Records to process: Begin

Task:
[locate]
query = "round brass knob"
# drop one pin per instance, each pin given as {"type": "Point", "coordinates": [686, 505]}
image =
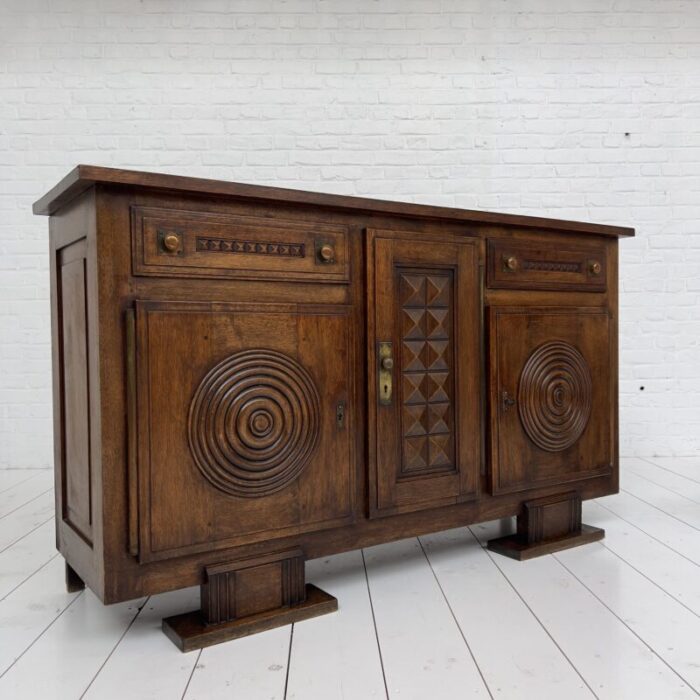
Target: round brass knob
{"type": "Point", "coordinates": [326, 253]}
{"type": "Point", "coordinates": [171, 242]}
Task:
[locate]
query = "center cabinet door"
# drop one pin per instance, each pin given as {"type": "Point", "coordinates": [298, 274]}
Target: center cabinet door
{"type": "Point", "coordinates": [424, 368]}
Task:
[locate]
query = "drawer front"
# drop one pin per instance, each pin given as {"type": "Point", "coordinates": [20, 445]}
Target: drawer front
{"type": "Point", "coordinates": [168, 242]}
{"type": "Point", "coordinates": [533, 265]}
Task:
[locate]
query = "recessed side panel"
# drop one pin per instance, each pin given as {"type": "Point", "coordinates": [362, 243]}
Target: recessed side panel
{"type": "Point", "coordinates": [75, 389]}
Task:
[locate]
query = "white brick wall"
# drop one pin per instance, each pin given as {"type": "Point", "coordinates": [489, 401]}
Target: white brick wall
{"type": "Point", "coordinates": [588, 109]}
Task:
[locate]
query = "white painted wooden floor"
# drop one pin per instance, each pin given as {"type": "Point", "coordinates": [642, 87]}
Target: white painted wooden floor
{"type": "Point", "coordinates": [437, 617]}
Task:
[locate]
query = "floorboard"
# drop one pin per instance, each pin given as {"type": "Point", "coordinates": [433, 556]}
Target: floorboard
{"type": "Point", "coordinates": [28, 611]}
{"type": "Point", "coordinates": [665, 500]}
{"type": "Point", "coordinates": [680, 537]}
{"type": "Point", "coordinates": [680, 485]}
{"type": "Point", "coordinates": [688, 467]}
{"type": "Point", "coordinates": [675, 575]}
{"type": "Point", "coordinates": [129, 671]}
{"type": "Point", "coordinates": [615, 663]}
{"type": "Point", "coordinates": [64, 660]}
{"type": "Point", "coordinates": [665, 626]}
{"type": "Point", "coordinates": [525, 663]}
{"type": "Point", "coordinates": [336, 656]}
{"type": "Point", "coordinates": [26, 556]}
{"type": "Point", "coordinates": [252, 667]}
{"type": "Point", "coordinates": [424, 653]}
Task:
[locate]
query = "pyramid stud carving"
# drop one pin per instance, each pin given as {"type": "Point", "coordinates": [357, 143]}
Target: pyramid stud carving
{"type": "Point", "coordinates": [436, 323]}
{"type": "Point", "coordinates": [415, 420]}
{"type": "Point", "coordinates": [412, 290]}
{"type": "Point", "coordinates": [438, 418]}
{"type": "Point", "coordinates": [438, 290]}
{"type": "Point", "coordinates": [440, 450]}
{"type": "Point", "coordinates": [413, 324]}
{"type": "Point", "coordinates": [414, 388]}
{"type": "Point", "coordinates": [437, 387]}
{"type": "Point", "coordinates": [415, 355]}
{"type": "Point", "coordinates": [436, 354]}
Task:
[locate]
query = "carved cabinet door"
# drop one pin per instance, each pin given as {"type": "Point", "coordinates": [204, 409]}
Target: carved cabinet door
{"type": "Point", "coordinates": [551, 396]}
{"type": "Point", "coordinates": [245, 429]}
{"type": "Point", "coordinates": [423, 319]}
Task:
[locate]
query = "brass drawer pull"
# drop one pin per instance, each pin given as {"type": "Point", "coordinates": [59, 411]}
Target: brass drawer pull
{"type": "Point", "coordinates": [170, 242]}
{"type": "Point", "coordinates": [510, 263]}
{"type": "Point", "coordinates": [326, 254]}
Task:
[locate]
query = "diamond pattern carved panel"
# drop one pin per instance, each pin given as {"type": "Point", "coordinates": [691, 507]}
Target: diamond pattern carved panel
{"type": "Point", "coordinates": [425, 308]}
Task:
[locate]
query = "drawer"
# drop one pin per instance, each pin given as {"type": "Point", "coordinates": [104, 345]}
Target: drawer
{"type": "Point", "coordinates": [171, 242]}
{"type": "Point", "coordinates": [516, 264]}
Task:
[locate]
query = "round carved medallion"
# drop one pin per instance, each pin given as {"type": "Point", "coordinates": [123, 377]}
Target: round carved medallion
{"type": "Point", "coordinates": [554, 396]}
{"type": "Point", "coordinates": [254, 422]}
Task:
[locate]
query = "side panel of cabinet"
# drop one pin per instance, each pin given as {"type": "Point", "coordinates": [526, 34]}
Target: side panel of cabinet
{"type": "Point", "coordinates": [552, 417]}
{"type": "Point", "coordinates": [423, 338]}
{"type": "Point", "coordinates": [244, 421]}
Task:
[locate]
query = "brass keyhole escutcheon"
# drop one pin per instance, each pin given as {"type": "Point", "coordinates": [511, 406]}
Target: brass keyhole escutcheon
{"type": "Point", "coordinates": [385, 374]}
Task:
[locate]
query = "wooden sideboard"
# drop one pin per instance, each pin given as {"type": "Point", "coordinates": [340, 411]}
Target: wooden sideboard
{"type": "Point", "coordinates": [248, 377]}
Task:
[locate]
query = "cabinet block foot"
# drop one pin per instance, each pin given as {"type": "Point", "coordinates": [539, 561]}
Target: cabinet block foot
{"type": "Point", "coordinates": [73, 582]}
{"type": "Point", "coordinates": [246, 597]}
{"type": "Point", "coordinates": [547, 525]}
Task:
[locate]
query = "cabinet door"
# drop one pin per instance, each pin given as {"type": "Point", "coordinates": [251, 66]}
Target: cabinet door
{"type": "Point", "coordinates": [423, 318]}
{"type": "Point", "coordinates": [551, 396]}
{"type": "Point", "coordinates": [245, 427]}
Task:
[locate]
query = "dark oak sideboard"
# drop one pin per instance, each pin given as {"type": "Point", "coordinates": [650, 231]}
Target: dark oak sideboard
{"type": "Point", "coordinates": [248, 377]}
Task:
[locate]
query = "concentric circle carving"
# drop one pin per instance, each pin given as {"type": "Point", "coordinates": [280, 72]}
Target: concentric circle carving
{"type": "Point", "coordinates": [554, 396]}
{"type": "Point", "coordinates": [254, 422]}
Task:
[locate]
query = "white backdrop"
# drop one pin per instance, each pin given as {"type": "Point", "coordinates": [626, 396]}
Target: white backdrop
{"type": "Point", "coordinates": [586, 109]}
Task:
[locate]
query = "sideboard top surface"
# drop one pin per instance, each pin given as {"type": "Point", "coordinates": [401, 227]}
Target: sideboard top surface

Records to process: End

▶ Task to carry out: Where the string "surface" occurs in the data, return the whole line.

▶ Expected output:
query = "sideboard top surface"
Target: sideboard top surface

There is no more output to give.